**Brano da leggere:**
C’è ormai una comprovata ricorrenza nei temi che l’I Ching ci porta all’attenzione, lo abbiamo capito tutti. È sempre bello, però, ricamare sugli input proposti un argomento valido per discorrere e discorrere, riflettere e rimettere in gioco vecchie convinzioni, avere la possibilità di ribaltare ogni idea. In questo particolare caso, non mi metterò a fare il misterioso, descrivendo mano a mano la figura dell’artista aggiungendo particolari: è bene andare diritto a uno dei punti per cui adoro i pianisti.
Herbert Jeffrey Hancock nasce a Chicago nel 1940 e inizia a suonare il pianoforte a sette anni: sono passati sessantanove anni, e non ha ancora smesso di farlo. Questo musicista dall’animo gioviale, amico fraterno di Wayne Shorter da ormai sessant’anni, è un emblema vivente, nella musica moderna, del rinnovamento: la necessità di elementi e suoni freschi, in parallelo con lo sviluppo socio-culturale, ma anche tecnologico, della società.

**Voci del dataset:**
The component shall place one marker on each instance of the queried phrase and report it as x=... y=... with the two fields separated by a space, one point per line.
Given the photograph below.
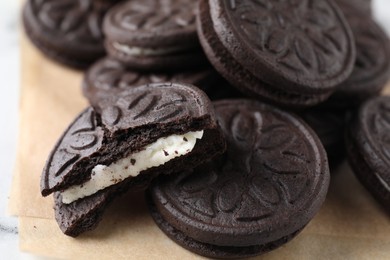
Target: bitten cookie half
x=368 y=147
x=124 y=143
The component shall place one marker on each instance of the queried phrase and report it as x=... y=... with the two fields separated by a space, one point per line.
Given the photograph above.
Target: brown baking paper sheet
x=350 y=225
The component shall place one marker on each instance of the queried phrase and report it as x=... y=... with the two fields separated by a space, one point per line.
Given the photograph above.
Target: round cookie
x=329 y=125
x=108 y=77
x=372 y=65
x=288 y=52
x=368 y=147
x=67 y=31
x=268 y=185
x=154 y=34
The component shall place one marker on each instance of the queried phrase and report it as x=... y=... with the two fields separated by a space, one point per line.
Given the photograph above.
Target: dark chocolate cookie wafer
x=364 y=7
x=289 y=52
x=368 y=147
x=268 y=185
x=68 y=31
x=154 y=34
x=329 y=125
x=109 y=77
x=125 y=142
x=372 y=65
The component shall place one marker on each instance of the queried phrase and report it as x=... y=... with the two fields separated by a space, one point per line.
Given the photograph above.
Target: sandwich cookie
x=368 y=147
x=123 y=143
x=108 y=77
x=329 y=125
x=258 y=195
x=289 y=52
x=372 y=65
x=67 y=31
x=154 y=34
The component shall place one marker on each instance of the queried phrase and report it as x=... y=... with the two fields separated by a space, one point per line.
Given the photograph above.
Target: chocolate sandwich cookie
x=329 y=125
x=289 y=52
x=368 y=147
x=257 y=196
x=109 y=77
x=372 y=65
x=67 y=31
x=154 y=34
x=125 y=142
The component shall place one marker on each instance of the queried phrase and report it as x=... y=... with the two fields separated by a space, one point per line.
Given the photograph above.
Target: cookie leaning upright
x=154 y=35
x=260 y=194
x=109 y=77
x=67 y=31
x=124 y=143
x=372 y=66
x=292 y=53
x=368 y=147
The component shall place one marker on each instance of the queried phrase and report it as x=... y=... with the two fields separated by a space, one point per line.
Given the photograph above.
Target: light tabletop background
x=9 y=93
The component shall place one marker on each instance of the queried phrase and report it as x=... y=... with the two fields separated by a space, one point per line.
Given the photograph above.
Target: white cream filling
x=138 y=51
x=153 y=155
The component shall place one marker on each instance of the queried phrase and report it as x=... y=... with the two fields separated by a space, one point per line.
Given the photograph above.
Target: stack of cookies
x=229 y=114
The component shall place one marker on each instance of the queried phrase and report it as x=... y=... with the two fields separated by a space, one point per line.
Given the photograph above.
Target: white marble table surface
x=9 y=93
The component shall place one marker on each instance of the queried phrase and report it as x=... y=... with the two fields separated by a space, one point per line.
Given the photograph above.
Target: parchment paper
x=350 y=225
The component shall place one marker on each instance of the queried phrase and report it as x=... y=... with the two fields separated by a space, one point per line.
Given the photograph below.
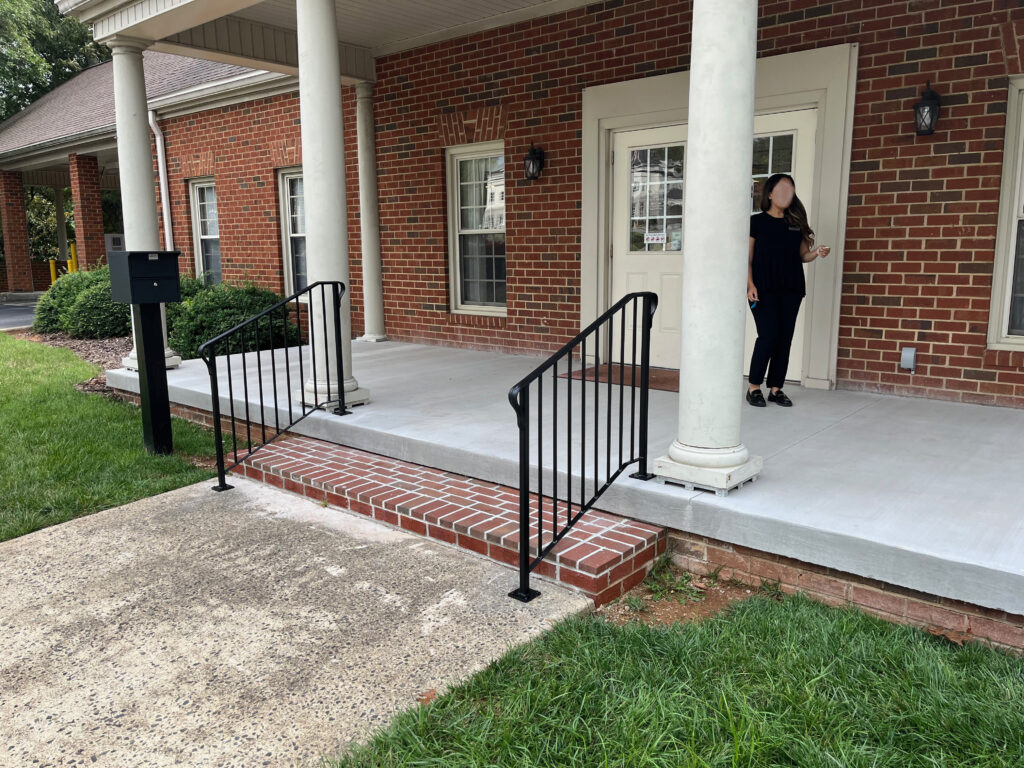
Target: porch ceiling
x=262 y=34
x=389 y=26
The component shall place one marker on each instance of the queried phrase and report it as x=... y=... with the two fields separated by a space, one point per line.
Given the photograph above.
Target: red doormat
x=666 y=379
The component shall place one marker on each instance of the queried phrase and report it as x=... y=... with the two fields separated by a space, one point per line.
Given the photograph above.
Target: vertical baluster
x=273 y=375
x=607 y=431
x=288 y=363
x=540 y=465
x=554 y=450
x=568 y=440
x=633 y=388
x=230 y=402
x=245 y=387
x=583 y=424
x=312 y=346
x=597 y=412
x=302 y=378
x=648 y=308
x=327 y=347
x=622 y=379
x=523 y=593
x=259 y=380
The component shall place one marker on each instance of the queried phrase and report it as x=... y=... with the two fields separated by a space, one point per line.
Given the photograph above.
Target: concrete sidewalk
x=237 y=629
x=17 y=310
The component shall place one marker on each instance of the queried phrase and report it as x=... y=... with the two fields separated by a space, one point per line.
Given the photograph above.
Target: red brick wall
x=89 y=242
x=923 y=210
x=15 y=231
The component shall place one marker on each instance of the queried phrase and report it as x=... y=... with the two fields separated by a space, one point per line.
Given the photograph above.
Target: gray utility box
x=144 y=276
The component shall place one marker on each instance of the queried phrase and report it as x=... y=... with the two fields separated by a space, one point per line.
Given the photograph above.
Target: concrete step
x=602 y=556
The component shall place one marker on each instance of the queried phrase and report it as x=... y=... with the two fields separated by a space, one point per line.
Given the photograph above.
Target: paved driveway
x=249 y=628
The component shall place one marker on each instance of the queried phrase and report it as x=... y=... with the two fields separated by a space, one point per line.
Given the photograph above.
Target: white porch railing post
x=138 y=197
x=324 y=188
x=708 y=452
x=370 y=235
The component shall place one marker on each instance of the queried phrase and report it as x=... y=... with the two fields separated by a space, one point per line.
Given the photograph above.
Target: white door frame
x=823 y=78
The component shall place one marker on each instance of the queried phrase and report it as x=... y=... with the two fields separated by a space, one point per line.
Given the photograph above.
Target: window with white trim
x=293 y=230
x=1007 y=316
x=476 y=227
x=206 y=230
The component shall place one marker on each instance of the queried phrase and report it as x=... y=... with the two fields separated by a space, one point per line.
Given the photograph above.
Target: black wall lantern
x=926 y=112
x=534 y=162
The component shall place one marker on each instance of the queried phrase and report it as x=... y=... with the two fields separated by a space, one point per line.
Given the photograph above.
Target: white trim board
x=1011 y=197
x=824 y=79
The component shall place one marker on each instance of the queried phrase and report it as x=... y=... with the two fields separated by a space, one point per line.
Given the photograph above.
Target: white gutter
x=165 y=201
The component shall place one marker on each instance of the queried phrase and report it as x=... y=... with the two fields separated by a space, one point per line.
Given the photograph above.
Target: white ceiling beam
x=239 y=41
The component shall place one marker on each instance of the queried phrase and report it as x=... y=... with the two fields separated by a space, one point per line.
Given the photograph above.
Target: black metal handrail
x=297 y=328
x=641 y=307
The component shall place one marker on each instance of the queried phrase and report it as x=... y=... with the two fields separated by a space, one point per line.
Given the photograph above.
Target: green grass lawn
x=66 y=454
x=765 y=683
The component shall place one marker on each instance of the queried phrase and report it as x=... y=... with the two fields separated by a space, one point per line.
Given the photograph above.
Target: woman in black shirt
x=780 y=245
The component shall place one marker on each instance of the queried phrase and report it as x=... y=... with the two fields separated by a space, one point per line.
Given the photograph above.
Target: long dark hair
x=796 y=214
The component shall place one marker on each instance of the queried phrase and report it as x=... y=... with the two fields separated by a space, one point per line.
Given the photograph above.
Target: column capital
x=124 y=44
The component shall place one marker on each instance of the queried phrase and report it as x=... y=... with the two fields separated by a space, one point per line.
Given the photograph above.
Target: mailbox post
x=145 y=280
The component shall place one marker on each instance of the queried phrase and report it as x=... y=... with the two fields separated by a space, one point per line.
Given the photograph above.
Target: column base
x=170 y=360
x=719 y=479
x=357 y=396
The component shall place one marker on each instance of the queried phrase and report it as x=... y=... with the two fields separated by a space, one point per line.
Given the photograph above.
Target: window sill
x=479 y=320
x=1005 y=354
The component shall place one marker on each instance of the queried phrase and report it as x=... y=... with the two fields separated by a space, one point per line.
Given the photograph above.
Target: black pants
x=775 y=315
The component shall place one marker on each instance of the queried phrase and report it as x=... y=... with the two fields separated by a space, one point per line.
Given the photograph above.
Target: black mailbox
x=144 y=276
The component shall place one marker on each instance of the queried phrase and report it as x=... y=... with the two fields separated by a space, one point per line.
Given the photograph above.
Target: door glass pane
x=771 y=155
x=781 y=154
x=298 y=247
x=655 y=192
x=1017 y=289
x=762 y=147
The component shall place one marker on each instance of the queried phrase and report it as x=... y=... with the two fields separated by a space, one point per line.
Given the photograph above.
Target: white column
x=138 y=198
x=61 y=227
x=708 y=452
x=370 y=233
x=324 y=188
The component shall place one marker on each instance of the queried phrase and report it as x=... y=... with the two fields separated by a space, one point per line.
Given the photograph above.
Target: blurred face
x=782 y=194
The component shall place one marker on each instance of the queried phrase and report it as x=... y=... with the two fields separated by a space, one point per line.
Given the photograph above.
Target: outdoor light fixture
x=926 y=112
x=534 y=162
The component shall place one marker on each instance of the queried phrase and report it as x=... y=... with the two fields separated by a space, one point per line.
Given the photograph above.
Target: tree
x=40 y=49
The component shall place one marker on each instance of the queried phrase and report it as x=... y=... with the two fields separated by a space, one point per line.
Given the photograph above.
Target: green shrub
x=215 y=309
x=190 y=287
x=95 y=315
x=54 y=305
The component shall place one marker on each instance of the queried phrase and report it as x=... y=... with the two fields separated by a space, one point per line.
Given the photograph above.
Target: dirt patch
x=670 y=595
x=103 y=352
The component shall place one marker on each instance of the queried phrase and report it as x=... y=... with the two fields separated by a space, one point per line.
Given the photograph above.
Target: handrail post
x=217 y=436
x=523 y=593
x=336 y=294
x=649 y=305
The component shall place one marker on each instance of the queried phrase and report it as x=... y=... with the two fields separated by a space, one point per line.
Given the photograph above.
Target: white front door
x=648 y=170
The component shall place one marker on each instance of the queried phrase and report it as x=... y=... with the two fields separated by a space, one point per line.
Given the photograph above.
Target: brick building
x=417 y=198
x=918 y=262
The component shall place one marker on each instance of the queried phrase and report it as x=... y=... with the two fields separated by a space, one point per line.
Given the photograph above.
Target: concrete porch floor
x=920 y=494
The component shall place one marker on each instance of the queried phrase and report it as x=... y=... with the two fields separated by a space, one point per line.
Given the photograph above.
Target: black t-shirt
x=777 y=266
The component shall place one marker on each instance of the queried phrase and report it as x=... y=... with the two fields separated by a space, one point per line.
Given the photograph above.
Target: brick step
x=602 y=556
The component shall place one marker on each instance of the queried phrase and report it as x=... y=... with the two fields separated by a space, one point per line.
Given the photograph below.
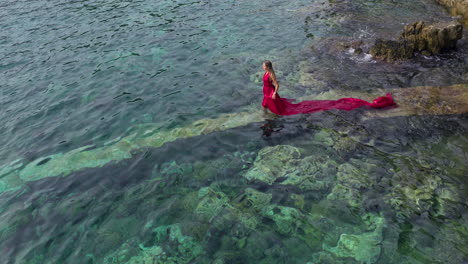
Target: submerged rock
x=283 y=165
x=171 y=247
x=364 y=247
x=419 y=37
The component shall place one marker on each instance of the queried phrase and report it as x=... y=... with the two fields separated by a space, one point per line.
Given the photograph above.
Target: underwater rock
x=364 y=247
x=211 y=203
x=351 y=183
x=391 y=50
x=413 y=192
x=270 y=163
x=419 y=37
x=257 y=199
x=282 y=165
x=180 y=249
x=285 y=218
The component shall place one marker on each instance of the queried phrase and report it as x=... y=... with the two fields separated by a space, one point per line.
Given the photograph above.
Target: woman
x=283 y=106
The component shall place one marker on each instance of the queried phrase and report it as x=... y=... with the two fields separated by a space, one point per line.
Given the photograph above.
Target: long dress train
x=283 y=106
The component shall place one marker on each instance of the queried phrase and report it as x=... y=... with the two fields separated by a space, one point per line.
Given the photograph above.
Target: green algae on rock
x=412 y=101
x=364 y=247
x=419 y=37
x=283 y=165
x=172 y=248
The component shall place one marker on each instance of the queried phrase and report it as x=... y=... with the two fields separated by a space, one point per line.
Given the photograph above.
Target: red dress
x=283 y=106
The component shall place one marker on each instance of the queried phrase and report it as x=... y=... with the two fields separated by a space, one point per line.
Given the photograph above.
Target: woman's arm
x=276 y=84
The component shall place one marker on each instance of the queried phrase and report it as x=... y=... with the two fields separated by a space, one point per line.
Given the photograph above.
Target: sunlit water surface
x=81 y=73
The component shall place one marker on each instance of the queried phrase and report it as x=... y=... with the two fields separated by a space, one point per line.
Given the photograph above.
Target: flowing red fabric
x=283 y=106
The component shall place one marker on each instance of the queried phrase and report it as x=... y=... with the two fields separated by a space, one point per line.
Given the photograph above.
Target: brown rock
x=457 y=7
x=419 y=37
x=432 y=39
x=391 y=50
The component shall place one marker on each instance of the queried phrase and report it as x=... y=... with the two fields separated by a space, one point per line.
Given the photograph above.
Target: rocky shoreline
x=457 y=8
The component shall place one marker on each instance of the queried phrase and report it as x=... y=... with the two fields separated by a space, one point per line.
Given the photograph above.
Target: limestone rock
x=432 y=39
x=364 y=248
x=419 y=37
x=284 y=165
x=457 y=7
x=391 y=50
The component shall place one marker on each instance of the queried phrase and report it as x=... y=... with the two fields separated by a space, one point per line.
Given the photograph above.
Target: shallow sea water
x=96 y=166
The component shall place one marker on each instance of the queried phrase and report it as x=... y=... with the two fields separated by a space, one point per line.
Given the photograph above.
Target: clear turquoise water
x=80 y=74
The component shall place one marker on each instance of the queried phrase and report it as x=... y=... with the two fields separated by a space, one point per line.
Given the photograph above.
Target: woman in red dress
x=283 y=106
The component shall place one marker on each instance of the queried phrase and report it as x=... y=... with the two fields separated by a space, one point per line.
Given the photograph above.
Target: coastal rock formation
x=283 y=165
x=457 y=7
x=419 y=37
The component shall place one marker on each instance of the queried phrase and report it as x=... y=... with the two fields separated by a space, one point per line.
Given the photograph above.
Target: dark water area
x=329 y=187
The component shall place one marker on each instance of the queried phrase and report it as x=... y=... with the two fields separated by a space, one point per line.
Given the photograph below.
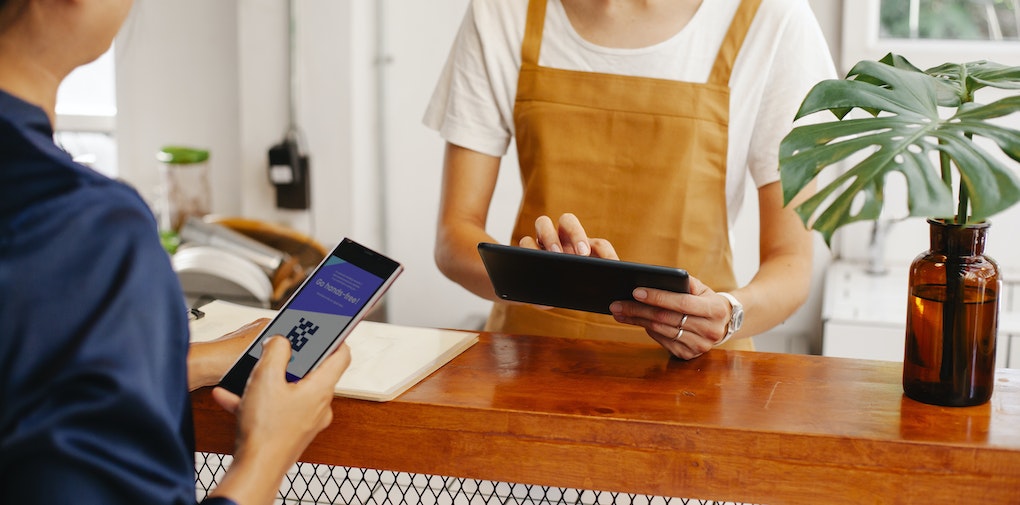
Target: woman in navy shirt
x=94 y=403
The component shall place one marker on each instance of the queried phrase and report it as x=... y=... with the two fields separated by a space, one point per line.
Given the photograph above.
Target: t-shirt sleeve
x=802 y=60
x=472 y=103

**Consegna:**
Rispondi alle domande sul brano da leggere.
(a) Che cosa, secondo l'inizio del brano, porta all'attenzione temi ricorrenti?
(b) In quale città e in quale anno nasce Herbert Jeffrey Hancock?
(c) Di chi è amico fraterno da sessant'anni?

**Soluzione completa:**
(a) L'I Ching.
(b) A Chicago, nel 1940.
(c) Di Wayne Shorter.